Directions
1. Decide whether each statement agrees with the thread on voice I/O projects. For each, answer yes or no and quote the deciding words.
(a) Voice2JSON runs voice transcription locally.
(b) Speech-to-text engines are better internationalized than eSpeak NG's text-to-speech.
(c) The CMU Wilderness Multilingual Speech Dataset is served from an HTTPS site.
2. Carry on the thread on voice I/O projects, starting after its last post.
--- Source document ---
I like targetting atypical I/O mediums to get my creative juices flowing, improve accessibility, & build something more distinctive whose benefits are clear. For this I assemble my own platforms, so today my thanks goes out to the projects I assembled for voice I/O!
eSpeak NG does sound a bit robotic, but I appreciate their hard work for their extensive internationalization, clarity at fast speeds, & all their knobs which allow me to take full advantage of the auditory medium!
On the input side my gratitude goes out to CMU Sphinx, Kaldi, Mozilla DeepSpeech, & Julius! As well as to Voice2JSON/Rhasspy for providing a highlevel wrapper around your choice of these!
Since I believe for privacy's sake it is vital to be running this voice transcription AIs (which the named projects implement in a myriad of ways) locally, which despite that not being the typical approach is how Voice2JSON works.
Please package Voice2JSON, it could be a great component for a freedesktop!
P.S. Speech-to-text engines aren't near as well internationalized as eSpeak NG's text-to-speech, so that's one of many reasons why I need to allow for keyboard input. Internationalizing speech-to-text is a huge challenge since put simply it requires retraining the whole system!
P.P.S. Feel free to research how to generate more natural sounding voices without sacrificing eSpeak's benefits. I'd love to see what you come up with!
* Flite or festival-lite, a small fast portable speech synthesis system.
* Bard Storyteller: an ebook reader that uses Flite.
Both based on the CMU Wilderness Multilingual Speech Dataset, a speech dataset of aligned sentences and audio for ~700 different languages, but it's not licensed and served from a non-HTTPS site: http://festvox.org/
It provides a demo page for the speech synthesis system and a #Talkback plugin. The last build has 13 English voices, plus 4 indic ones: Hindi, Tamil, Telugu and Marathi.
This list could be extended for the full dataset, but It needs some love, currently, there are no students on the project.
@alcinnz @devinprater, BTW, I came across this while trying to see how we could improve the accessibility of CLIs, but at the same time also address the lack of it during startup, in both bioses and bootloaders.
And we need a solid foundation, similar to the one for video, the frame-buffer, but one for accessibility: screen readers, braille, etc. And for it, we could build a hardware co-processor that would accompany or replace the GPU, no need to waste CPU cycles for GUIs that are not used.
Certainly freeing up cycles from graphical UIs would more than make up for the cycles used by text-to-speech.
Not that I haven't toyed with the concept of what this might look like...
--- Stored data ---
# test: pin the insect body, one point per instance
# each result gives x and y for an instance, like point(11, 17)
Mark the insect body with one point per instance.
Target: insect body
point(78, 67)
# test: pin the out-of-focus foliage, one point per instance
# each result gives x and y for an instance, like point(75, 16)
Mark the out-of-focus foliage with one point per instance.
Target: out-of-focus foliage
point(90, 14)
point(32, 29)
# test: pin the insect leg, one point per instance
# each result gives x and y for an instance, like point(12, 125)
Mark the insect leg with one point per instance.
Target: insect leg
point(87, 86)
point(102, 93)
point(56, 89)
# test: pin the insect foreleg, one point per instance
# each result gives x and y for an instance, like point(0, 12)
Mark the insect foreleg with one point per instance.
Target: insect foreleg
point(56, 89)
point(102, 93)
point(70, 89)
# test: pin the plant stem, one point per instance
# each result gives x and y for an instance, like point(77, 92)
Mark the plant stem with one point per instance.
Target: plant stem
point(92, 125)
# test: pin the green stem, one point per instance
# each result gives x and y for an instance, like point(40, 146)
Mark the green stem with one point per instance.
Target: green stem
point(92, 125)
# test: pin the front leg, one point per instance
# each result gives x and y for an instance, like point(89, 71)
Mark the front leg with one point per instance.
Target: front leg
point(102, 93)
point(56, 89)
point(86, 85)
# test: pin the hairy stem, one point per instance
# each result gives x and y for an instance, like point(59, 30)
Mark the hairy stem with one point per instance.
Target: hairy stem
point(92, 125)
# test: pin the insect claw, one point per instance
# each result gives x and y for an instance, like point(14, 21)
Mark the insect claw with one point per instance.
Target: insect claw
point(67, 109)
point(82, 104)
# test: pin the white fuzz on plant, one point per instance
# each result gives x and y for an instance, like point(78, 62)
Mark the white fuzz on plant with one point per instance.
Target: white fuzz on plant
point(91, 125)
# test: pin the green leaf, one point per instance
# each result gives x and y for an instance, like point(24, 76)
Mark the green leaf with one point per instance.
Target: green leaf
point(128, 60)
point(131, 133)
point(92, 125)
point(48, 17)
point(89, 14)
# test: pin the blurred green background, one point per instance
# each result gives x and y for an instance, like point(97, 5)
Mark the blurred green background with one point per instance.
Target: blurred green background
---
Expected results
1.
(a) Yes: "it is vital to be running this voice transcription AIs (which the named projects implement in a myriad of ways) locally, which despite that not being the typical approach is how Voice2JSON works."
(b) No: "Speech-to-text engines aren't near as well internationalized as eSpeak NG's text-to-speech"
(c) No: "it's not licensed and served from a non-HTTPS site"

2.
I've got a more or less complete picture, I just need to publish some posts and see what's feasible and what's plain stupid. I think that it is doable and this would be a huge boon for accessibility, mainly because the security people might also be interested: separation of concerns and reduced attack surface.
@alcinnz, I've been researching this for some time now. I even looked at the reasoning and history of Linux code changes for pipes and why we only have 3 standard files descriptors: stdin, stdout and stderr. Adding extra standard I/O FDs while keeping backward compatibility with POSIX pipes and not affecting performance; for which I plan to respond to a related security thread. I've got already about 2000 words, but I need to trim it down for Mastodon, or maybe… a blog? hint:ELF
@alcinnz, I think I that even found a decent binary format for an initial test. I now need to find a decent replacement for printf(), a very light templating system that works well with buffered streams and doesn't reduce performance for the users that don't benefit much from this separation of concerns. Also, binary encoding and fancy pipes bean that we can ditch libvte and "-czf". Then we can have fun building interactive sci-fi GUIs, without POSIX code pages.
"Fancy interactive Sci-Fi GUIs for improved security and accessibility"
My previous working title contained security and accessibility next to something about the economics that lead to the staggered keyboard and having to leave that legacy behind.
@walter @devinprater What I can't stop thinking reading this thread is that this is precisely what I like about eSpeak NG! Its less of a chorus & more of a (relatively) talented narrator. But this very much describes what I'm exploring with Rhapsode, though that operates upon HTML markup rather than punctuation.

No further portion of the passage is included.